#### [Data shown]
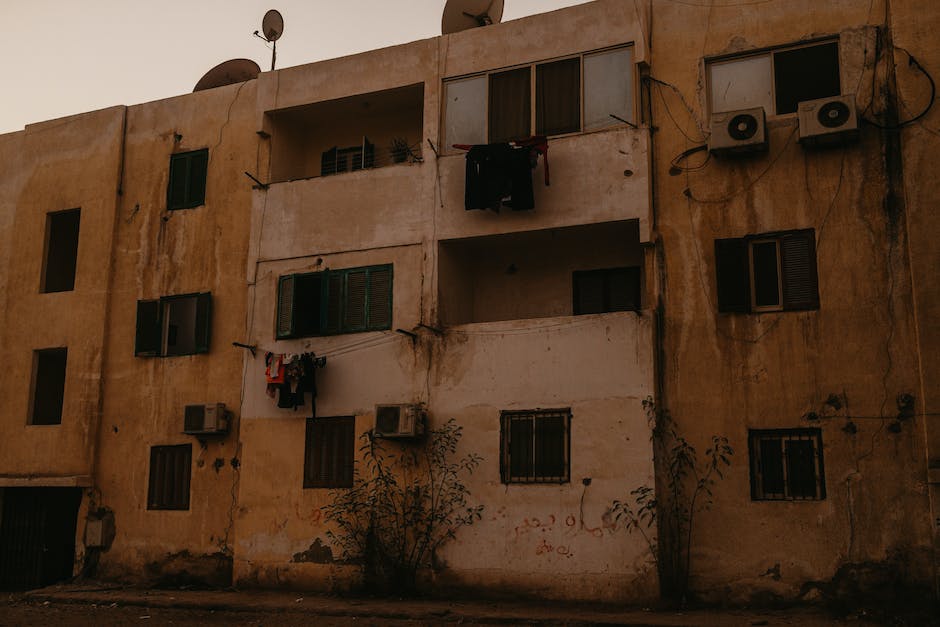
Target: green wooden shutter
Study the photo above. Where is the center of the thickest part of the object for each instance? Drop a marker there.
(284, 325)
(331, 303)
(354, 318)
(731, 266)
(203, 321)
(380, 298)
(800, 282)
(147, 340)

#### [Exercise goal]
Rewrite the entries, changing "thickest part" to "widest part" and leaving everything else unchanged. Omit the pictures.

#### [Answer in full]
Target: green wooden shutter
Study the photo above. Where is the center of the widest part of the object for each instance? Drop a marker there.
(284, 325)
(331, 303)
(354, 318)
(731, 266)
(203, 321)
(380, 298)
(800, 282)
(147, 340)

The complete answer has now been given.